(Required work):
Using the entries below, quote exactly the span of lines that begins with the line containing "gavel handle in this photo." and ends with the final line.

====== Source records ======

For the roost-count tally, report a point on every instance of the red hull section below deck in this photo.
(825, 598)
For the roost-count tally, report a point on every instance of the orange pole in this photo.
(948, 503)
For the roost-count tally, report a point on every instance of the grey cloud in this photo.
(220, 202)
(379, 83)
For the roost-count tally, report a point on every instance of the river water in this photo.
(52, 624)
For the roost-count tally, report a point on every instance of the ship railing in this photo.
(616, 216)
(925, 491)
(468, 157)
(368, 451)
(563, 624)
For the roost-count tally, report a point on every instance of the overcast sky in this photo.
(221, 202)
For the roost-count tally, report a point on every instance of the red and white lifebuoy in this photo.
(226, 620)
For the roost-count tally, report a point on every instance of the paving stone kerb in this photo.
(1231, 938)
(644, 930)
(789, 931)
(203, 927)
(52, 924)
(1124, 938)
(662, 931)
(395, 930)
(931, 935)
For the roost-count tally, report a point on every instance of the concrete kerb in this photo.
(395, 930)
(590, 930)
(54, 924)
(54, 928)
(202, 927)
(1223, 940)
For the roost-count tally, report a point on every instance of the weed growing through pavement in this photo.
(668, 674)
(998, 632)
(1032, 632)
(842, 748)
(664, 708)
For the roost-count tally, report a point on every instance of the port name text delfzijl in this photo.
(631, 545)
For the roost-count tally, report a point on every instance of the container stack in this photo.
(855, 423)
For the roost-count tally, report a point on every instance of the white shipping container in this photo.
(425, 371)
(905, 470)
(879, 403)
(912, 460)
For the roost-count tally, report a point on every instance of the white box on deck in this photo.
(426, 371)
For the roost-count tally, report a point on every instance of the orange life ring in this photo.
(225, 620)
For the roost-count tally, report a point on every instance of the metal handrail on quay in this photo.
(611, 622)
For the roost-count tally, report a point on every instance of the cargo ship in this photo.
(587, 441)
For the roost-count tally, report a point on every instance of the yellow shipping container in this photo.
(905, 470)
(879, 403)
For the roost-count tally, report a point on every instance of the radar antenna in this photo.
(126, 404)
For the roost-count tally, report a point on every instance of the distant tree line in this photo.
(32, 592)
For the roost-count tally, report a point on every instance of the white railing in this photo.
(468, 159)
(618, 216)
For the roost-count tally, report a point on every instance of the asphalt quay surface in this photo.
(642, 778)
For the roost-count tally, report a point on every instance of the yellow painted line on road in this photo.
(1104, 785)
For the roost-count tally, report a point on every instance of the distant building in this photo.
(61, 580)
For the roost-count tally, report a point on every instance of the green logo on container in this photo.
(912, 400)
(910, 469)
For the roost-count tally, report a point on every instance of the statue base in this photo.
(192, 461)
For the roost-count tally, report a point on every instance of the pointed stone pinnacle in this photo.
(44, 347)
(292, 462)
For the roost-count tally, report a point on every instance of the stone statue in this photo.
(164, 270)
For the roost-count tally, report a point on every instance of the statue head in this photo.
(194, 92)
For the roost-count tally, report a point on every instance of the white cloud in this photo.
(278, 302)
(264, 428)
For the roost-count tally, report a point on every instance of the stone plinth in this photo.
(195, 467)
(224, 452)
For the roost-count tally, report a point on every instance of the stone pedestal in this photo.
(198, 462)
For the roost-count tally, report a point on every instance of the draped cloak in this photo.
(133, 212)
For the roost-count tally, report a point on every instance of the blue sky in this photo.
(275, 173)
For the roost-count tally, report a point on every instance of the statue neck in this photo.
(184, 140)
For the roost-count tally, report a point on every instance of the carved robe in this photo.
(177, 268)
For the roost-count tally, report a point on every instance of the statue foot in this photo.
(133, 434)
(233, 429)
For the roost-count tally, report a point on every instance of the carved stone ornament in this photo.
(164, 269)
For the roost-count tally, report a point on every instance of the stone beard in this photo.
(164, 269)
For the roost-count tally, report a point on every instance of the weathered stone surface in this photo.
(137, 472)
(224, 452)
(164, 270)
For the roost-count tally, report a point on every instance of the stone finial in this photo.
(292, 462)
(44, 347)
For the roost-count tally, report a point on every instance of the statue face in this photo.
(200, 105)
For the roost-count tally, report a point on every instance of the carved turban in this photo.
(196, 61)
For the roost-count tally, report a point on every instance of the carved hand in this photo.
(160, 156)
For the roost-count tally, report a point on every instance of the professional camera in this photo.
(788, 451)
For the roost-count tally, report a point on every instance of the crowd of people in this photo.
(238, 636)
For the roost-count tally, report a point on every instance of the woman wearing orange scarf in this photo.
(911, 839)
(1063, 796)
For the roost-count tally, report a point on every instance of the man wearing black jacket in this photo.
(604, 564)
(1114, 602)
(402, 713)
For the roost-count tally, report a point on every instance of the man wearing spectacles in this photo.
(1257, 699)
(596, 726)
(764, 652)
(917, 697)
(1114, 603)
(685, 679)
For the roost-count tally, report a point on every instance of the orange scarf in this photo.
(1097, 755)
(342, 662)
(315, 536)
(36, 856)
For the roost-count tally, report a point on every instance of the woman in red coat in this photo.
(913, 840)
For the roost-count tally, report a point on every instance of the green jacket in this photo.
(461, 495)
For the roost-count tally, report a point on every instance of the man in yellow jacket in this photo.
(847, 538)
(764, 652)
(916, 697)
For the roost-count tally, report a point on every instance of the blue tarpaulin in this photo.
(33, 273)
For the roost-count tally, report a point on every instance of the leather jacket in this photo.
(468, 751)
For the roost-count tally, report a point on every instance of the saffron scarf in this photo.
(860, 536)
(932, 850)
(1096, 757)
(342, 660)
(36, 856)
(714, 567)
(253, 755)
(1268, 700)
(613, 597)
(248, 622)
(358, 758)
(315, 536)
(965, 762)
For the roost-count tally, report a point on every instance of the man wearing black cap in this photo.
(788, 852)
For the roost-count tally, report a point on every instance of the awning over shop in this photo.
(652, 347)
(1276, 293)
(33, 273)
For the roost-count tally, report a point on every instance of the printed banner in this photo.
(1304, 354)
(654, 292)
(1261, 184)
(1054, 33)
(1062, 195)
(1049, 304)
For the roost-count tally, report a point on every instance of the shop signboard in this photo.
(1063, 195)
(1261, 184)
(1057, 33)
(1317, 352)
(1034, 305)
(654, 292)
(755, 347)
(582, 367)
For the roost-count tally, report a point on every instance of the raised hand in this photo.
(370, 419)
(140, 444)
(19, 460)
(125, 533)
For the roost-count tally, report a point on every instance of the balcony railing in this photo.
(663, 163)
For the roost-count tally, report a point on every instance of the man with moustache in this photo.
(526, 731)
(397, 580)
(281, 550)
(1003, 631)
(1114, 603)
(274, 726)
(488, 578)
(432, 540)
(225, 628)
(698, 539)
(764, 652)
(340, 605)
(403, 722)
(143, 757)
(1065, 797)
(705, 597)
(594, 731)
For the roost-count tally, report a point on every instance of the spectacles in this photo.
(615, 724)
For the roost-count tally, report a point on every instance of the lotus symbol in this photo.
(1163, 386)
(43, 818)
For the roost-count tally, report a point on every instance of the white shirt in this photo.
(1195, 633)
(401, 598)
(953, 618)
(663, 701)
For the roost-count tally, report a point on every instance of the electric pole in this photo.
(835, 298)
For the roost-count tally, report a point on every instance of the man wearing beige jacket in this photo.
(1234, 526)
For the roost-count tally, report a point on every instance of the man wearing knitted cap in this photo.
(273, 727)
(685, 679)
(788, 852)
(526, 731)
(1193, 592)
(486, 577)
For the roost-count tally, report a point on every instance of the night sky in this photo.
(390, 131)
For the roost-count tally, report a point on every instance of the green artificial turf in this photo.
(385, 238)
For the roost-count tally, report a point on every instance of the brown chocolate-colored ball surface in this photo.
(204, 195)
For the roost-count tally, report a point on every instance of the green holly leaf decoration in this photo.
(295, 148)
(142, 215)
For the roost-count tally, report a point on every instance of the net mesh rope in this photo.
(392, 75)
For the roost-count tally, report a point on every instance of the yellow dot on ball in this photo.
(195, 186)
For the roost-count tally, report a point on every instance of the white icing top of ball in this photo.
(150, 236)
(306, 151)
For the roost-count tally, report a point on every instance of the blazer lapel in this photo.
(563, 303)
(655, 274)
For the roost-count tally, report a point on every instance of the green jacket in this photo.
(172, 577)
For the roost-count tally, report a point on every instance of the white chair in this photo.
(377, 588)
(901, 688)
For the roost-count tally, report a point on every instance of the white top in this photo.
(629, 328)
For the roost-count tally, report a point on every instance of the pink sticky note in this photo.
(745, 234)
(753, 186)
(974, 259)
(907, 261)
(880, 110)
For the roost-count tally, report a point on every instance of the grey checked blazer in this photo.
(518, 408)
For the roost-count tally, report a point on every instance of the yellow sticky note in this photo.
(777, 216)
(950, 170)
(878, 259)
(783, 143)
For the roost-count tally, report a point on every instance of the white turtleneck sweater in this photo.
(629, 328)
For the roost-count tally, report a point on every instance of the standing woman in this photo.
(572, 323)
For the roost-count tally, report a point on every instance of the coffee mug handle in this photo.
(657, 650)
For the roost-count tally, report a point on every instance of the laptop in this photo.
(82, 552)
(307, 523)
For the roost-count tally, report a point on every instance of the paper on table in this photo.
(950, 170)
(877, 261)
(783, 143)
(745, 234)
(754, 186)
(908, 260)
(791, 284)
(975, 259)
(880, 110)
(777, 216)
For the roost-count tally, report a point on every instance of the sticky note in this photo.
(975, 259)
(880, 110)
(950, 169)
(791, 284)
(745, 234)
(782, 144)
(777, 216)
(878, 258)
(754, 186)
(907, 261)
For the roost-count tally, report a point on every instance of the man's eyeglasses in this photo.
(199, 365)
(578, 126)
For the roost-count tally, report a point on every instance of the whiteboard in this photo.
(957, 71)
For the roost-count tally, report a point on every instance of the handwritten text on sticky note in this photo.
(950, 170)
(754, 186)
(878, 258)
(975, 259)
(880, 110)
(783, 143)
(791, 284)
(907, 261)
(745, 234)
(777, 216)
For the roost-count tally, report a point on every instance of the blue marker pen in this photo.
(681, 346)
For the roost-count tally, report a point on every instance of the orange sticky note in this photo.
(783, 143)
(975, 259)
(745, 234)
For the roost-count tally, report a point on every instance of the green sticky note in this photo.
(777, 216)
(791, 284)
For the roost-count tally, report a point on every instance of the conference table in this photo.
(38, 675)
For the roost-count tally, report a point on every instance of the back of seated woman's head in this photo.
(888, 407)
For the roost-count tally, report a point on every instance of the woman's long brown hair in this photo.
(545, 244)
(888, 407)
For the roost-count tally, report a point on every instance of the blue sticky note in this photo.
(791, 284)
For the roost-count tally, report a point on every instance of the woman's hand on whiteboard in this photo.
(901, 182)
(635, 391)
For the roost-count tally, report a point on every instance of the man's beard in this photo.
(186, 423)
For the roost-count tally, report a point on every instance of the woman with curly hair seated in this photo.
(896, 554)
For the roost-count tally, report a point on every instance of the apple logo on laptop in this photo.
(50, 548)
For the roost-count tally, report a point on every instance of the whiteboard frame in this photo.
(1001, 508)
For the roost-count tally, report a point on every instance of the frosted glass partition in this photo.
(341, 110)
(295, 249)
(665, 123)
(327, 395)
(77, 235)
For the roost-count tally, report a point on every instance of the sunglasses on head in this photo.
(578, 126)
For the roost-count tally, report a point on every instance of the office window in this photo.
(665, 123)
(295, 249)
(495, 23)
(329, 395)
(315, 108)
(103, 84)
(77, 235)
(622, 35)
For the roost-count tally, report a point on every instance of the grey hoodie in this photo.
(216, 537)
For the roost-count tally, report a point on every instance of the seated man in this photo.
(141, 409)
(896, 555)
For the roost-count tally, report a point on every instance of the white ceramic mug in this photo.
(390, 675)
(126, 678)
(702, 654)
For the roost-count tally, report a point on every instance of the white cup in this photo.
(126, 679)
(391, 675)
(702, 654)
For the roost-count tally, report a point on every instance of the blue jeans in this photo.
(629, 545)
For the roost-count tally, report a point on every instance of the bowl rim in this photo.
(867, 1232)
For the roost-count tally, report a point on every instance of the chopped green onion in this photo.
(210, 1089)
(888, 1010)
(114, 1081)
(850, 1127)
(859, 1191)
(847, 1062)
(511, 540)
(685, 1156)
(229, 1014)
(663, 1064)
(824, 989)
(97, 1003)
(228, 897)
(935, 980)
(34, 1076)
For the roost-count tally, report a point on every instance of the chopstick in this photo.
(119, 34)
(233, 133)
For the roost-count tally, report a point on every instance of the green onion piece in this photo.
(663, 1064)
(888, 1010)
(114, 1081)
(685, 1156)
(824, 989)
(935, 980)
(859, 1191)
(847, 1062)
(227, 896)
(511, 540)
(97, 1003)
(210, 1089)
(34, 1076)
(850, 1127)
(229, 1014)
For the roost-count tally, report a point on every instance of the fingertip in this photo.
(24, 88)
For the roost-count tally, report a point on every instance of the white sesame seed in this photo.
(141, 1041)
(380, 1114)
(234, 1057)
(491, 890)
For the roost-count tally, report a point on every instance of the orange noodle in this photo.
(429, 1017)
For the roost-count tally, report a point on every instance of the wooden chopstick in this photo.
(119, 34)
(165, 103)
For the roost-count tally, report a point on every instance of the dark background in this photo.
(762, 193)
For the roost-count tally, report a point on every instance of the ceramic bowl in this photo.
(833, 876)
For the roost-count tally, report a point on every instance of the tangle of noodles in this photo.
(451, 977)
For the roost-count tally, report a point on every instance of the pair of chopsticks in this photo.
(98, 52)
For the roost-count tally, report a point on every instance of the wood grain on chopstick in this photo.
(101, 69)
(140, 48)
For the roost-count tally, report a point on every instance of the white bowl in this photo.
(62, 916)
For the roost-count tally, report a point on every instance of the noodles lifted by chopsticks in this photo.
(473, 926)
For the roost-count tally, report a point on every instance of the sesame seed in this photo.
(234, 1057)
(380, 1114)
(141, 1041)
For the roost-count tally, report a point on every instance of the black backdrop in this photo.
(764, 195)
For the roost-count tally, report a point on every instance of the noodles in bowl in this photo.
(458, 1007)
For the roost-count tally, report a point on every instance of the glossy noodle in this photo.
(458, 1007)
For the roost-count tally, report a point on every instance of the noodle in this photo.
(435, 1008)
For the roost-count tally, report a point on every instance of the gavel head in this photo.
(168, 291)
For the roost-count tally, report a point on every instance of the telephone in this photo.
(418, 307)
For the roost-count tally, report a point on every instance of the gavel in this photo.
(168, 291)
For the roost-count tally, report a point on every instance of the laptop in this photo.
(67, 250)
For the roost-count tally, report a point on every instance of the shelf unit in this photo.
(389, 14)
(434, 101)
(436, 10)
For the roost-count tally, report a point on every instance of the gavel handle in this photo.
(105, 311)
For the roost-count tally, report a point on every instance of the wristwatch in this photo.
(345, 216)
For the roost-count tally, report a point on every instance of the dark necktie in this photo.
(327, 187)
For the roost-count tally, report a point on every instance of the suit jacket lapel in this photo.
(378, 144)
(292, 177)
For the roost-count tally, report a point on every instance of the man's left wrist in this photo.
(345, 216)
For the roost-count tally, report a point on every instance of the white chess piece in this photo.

======

(The solution):
For the roost-count tally, report a point on every instance of the gavel handle in this photo.
(105, 311)
For the roost-count tally, report a point on every instance of the wristwatch in this photo.
(345, 216)
For the roost-count tally, report a point on every instance of the dark necktie in this photo.
(327, 187)
For the roost-count tally, report a point on every instance of the suit jacket lapel in this photo.
(378, 144)
(292, 177)
For the roost-count tally, report a point on every instance of the man's left wrist in this photo.
(345, 216)
For the roost-count tally, report a point on every instance of the white chess piece in this photo.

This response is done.